### Written request:
Reproduce the passage of the Main Street Exxon column starting with "Hollifield: A chat" and going on through "used to be.".

### Extract:

Column Samples

Below are five sample columns by Scott Hollifield. To learn more about running Scott’s new columns weekly, email scotthollifieldwrites@gmail.com.

Hollifield: A chat about where it all used to be

There we were, two hometown boys separated in age by 15 or 20 years, sitting in one of the last old-school, full-service gas stations in the world (or at least in the parameters of my world), talking about where things used to be.

Needing a vehicle inspection for my truck, I pulled into Main Street Exxon on a new set of tires I had to break down and buy to pass that inspection and sauntered inside.

Main Street Exxon, conveniently located on Main Street, is for sale. It’s been there a while, long before Esso became Exxon. Ownership, according to various sources, some of which are reliable, went from two fellows who opened it in 1945, then to another fellow, then to Little John, then to Johnny, who recently decided it was time to slow down a bit and do something else.

Back before previous owner Little John rode off into the sunset, he talked about the business in a newspaper story published a decade ago.

“We still pump our customers’ gas, clean their windshields and check their oil if they want,” Little John said. “We also do light repairs and oil changes. That’s the way we’ve always done things. Like they say, you can’t teach old dogs new tricks.”

### Dataset:
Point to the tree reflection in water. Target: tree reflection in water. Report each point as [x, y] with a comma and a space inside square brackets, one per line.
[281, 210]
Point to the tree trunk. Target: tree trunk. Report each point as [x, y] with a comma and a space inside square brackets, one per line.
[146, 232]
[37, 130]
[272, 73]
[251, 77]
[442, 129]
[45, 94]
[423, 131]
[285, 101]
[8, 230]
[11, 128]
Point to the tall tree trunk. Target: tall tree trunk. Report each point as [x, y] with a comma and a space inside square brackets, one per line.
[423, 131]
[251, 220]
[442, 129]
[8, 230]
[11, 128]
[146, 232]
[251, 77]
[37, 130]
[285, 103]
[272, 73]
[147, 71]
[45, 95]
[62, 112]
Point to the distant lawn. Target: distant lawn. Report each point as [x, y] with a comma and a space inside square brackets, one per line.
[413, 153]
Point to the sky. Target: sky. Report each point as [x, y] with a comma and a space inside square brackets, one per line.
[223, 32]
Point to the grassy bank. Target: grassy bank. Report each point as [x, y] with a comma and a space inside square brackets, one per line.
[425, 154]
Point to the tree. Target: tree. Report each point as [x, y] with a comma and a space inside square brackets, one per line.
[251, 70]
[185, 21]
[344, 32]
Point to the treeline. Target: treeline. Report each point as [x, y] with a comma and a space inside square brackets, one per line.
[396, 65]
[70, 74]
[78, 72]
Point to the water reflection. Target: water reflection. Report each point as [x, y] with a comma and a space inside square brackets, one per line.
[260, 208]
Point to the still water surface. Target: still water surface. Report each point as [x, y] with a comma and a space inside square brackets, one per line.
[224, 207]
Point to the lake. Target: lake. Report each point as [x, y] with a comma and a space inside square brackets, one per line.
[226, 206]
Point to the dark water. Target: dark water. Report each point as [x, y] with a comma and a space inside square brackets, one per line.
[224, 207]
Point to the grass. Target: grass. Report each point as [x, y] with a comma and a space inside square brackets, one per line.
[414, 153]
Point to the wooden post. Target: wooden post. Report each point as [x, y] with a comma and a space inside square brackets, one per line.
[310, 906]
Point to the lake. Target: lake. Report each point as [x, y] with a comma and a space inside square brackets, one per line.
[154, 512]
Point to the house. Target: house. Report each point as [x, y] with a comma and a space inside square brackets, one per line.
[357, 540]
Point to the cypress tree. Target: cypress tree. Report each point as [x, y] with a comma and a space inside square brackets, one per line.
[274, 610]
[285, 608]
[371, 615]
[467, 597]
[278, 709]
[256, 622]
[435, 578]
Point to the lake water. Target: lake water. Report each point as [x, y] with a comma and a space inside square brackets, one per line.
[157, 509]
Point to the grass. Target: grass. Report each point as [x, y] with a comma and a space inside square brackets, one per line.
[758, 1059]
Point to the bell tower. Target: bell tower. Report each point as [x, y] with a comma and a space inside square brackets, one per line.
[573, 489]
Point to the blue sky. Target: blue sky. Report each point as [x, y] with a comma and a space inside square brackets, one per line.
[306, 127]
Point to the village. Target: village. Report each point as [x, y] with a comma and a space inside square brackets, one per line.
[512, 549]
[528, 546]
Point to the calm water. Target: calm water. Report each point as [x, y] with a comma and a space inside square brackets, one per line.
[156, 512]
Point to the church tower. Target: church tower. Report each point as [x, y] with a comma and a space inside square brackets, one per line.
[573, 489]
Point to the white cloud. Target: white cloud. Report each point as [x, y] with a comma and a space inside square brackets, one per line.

### Reply:
Hollifield: A chat about where it all used to be

There we were, two hometown boys separated in age by 15 or 20 years, sitting in one of the last old-school, full-service gas stations in the world (or at least in the parameters of my world), talking about where things used to be.